- **EXERCISE DESCRIPTION**
Find every line in the material that contains the string "edges" and copy each of those lines. Letter case counts when matching.

[Outline labeling records]
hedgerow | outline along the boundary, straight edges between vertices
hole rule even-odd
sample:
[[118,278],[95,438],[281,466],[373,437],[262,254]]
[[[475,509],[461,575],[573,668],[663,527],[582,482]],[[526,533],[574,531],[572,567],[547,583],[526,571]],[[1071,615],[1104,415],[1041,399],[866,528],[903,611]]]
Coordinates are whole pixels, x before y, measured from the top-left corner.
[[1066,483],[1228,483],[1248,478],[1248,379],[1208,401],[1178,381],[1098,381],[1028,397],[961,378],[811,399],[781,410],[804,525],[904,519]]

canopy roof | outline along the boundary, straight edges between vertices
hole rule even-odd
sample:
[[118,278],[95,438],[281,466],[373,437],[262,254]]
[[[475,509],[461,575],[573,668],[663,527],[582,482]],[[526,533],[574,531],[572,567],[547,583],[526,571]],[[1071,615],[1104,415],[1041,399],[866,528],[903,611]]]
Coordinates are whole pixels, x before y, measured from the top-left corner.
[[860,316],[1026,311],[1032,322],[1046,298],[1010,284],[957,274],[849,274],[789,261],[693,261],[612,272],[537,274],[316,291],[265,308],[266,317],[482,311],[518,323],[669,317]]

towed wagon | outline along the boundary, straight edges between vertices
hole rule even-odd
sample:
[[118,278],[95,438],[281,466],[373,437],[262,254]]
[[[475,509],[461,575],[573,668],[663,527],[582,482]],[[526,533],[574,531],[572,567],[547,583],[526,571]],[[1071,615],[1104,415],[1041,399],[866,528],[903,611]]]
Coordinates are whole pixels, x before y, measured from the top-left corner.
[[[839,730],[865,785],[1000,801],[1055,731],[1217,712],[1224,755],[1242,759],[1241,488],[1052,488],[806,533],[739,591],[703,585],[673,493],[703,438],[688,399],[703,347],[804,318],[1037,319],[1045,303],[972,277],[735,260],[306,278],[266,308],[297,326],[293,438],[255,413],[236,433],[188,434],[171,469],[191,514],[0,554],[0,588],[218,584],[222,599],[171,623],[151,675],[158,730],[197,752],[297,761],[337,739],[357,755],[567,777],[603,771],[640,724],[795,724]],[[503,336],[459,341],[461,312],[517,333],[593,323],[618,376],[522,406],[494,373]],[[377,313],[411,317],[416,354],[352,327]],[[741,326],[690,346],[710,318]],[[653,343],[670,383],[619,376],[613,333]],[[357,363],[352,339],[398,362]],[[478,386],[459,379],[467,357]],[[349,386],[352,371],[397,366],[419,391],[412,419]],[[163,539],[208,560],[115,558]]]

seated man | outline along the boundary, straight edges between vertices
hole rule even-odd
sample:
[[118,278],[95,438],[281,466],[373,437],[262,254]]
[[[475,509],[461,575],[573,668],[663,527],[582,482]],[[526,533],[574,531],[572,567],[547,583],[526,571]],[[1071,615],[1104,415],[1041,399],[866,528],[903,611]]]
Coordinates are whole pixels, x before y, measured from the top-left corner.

- **RESPONSE**
hedgerow | outline along the boundary, straight edges between vertices
canopy roof | outline along the boundary, straight edges between vertices
towed wagon | outline along the boundary, straight edges between vertices
seated man | outline along the boundary, straight edges between vertices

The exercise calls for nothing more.